[Location annotation dataset excerpts]

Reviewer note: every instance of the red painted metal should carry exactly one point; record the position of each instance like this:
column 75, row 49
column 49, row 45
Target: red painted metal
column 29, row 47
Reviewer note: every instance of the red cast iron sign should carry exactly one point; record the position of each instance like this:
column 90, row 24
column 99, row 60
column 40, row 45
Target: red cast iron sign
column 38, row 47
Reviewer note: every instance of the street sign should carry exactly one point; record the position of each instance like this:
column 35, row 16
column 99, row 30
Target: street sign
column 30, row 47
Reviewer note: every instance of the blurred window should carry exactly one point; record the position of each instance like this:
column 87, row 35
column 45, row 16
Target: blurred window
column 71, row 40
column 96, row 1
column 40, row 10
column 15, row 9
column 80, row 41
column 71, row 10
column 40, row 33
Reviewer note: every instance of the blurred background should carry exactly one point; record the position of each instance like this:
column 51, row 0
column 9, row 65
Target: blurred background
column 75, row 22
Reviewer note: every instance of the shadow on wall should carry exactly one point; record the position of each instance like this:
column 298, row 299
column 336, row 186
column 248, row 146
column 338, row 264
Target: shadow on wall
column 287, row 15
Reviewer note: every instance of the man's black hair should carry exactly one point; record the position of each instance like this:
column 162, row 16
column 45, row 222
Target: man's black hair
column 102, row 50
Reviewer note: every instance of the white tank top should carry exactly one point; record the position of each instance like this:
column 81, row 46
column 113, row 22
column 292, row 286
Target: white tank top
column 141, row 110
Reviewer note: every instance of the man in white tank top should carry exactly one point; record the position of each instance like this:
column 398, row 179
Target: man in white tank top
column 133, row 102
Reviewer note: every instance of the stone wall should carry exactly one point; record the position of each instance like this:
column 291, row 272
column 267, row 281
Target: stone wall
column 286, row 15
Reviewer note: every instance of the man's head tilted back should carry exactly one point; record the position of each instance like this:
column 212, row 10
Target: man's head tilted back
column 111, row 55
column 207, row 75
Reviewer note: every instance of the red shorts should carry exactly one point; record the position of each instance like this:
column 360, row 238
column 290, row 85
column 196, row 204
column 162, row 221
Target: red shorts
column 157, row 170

◆ **WHAT TO WORK ON**
Copy all of the data exactly.

◆ **ANSWER**
Reviewer note: every instance of the red painted metal should carry exactly one point; record the position of each instance like this:
column 75, row 49
column 49, row 45
Target: red painted metal
column 29, row 47
Reviewer note: every instance of the red cast iron sign should carry exactly one point; record the position of each instance like this:
column 90, row 24
column 99, row 60
column 40, row 45
Target: red cast iron sign
column 38, row 47
Reviewer note: every instance of the street sign should carry exactly one point; record the position of each instance like this:
column 35, row 16
column 99, row 30
Target: street sign
column 30, row 47
Reviewer note: every instance of the blurred window should carry exactly one point; record the position of each instance like this:
column 87, row 35
column 45, row 16
Target: blurred window
column 71, row 40
column 96, row 1
column 40, row 10
column 15, row 9
column 80, row 41
column 71, row 10
column 40, row 33
Reviewer note: every instance of the blurred background should carry exactly one point; record the position of each instance like this:
column 51, row 0
column 9, row 65
Target: blurred background
column 75, row 22
Reviewer note: every instance of the shadow on wall should carry exactly one point; record the position of each instance like this:
column 298, row 299
column 336, row 186
column 248, row 146
column 338, row 264
Target: shadow on wall
column 287, row 15
Reviewer note: every instance of the man's black hair should carry exactly one point; record the position of each instance like this:
column 162, row 16
column 45, row 222
Target: man's black hair
column 102, row 50
Reviewer note: every instance of the white tank top should carry exactly one point; record the position of each instance like this:
column 81, row 46
column 113, row 22
column 292, row 286
Target: white tank top
column 141, row 110
Reviewer note: every instance of the man in white tank top should carry exactly one point; record the position of each instance like this:
column 398, row 179
Target: man in white tank top
column 133, row 102
Reviewer note: every instance of the stone wall should carry exactly one point; record the position of each instance like this:
column 291, row 272
column 267, row 281
Target: stone wall
column 286, row 15
Reviewer note: every instance of the man's head tilted back should carry exactly one point; record the position of each instance like this:
column 212, row 10
Target: man's head tilted back
column 111, row 55
column 207, row 75
Reviewer note: every instance of the red shorts should carry exactly one point; record the position of each instance like this:
column 360, row 238
column 290, row 85
column 196, row 204
column 162, row 221
Target: red shorts
column 157, row 170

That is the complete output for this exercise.